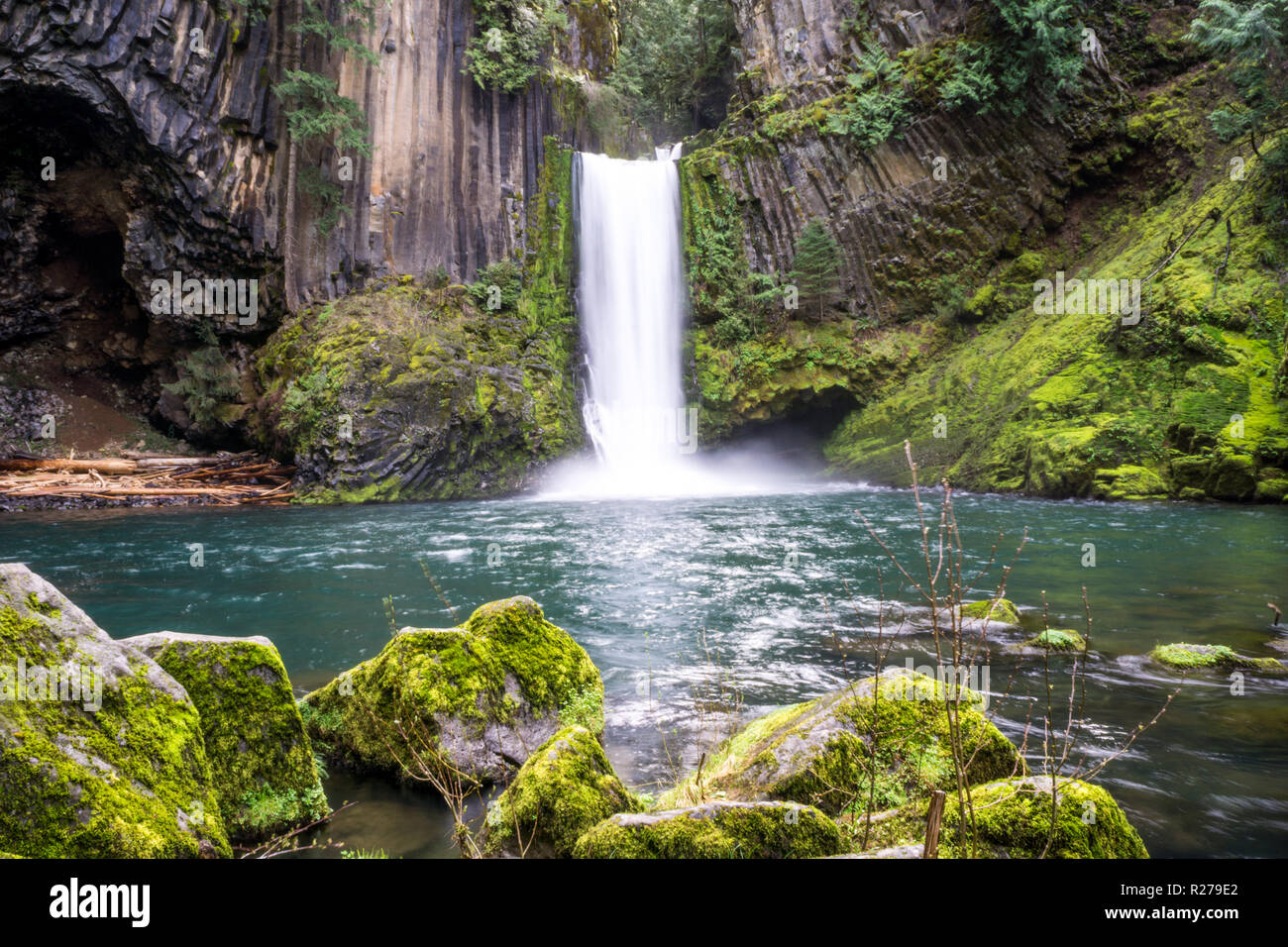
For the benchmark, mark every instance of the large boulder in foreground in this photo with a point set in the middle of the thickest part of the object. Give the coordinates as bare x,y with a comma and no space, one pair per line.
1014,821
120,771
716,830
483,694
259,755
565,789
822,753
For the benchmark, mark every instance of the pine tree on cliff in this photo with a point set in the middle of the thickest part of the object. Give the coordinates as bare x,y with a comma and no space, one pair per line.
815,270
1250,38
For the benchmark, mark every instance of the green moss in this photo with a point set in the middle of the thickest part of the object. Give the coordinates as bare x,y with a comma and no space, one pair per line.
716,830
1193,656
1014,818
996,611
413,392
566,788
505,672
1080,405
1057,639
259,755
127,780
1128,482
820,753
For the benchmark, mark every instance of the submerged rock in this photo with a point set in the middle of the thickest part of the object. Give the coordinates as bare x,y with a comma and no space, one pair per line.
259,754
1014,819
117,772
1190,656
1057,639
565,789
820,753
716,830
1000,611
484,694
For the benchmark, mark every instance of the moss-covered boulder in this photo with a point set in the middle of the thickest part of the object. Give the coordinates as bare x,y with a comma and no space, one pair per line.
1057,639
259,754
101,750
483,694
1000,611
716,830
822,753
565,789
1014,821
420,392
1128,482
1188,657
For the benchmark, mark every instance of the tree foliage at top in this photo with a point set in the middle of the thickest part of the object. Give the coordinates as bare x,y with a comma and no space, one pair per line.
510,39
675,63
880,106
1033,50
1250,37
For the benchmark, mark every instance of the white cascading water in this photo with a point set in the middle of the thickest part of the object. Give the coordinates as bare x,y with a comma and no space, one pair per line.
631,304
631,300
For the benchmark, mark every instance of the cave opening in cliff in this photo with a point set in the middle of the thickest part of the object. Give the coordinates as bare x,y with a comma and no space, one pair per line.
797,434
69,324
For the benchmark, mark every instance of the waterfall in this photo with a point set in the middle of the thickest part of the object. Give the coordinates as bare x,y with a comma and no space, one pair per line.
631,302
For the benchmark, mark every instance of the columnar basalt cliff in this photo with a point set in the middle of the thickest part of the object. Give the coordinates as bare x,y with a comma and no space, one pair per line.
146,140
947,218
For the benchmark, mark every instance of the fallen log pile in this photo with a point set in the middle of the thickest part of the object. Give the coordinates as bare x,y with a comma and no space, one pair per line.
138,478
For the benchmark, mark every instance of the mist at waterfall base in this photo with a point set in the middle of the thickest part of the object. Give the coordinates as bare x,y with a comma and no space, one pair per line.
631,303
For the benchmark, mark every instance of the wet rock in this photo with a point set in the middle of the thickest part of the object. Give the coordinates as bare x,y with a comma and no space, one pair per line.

::::::::::

WHAT TO WORK ON => Omit each picture, then return all of the listing exactly as it stands.

RESPONSE FOR THIS EXERCISE =>
For the benchmark, mark every instance of the large boulder in foreground in this photo with a point set in the middle of the thickest part of the object. Give the coordinates as bare x,y with a comma and no space, one pair per line.
1014,821
120,771
716,830
483,694
259,755
565,789
822,753
For the benchmark, mark every instance of the pine tree on cliff in this photo with a point set in the middle of the thickest part of the object. Give the coordinates as bare x,y with a comma and no space, one pair per line.
815,270
1250,38
For the benchmark, mark every instance of the green moss in this photo with a point set in the middle of the thickest part of the object. Give the coordinates as bare x,y with a comma and no space, one pair per line.
716,830
1193,656
1014,818
996,611
413,392
566,788
505,672
1080,405
1057,639
259,755
127,780
1128,482
820,753
For the benchmark, mark every instance of the submerged rock in this photo with a point set in the middle of the thickest part of the object. Give the coordinates as bare x,y with a comma and no space, one pair per line.
259,754
1014,819
117,772
1190,656
1057,639
565,789
820,753
716,830
1000,611
484,694
For the benchmark, mark every instance of the moss-covered boulder in this photo with a point set in the middle of the thickest part of the object. Give the coordinates as bare x,y with a comma and no space, one pair per line.
1057,639
259,754
101,750
483,694
1000,611
716,830
822,753
565,789
1014,821
420,392
1128,482
1188,657
For the benchmark, mark every instance of the tree foliage at top in this photo with a point set in the middle of the thickest part of the object. Give the coordinates as bare x,y with a comma and no space, one pair per line.
510,39
675,63
880,106
1033,50
1250,37
For the benchmark, mark every instance of the white cascading water in this photo with a point set in the middle of the thickest part of the object. Give the coordinates as bare x,y with a comma and no space, one pair per line.
631,304
631,300
For the benchmark, mark every instance of the cave opening in cliff in this photo with a point set in the middle of the thickest part of the object. Give the coordinates as bare x,y with a comma and no space, one pair per line.
797,434
69,324
For the benchmark, mark every instance of the waterfall in this photo with a point set in the middle of the thickest part of the object. Give the coordinates as bare x,y with a comma and no space, one pair per line.
631,302
For the benchmark, mark every instance of the columnar basalt cliff in this photo with a point set in the middle of the thickest part of the object. Give the coordinates as bare x,y with a comma and no space, one pair per line.
146,140
947,218
For the benchmark, mark every instance of the fallen log pile in this photo with a point set in the middle of the thickest part of the object. Give the coordinates as bare x,y with a comma and no space, one pair per line.
138,478
For the benchmark, mark every instance of the mist at waterfall base in this photo with a point set in the middle of the thickest part of the object. Give the coordinates as bare x,y with a comma and no space, one pair per line.
631,303
For the benchmark, mark every instance of the wet rock in this photo with a point set in the middle of the thickest part of the object. Give the coordinates as bare x,y with a comma and no space, one pair per line.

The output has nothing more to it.